(What to do)
Copy every one of the following records word for word, without changing a single character.
::::::::::
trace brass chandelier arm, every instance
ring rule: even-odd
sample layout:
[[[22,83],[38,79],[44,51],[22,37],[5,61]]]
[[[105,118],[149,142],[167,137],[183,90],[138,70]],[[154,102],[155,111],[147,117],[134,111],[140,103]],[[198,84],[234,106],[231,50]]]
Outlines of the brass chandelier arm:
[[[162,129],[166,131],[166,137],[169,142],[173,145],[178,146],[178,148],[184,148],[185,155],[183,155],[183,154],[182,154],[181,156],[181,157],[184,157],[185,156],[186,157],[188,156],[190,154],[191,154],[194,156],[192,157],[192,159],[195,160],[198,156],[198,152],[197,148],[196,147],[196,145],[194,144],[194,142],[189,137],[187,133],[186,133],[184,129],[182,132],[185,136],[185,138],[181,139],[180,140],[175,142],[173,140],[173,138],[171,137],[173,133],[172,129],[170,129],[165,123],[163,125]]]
::::::::::
(Completed task)
trace brass chandelier arm, every instance
ring rule: even-odd
sample layout:
[[[22,83],[38,79],[44,51],[22,37],[5,61]]]
[[[105,118],[149,142],[167,137],[183,90],[138,70]],[[154,102],[155,111],[147,117],[134,111],[140,103]],[[198,84],[234,106],[231,50]]]
Outlines of the brass chandelier arm:
[[[162,129],[166,131],[166,137],[169,142],[173,145],[178,146],[178,148],[184,148],[185,155],[183,155],[183,154],[182,154],[181,156],[181,157],[184,157],[185,156],[186,157],[188,156],[190,154],[191,154],[194,156],[192,157],[192,159],[195,160],[198,156],[198,152],[197,148],[196,147],[196,145],[194,144],[194,142],[189,137],[187,133],[186,133],[184,129],[182,132],[185,136],[185,138],[181,139],[180,140],[175,142],[173,140],[173,138],[171,137],[173,133],[172,129],[170,129],[165,123],[163,125]]]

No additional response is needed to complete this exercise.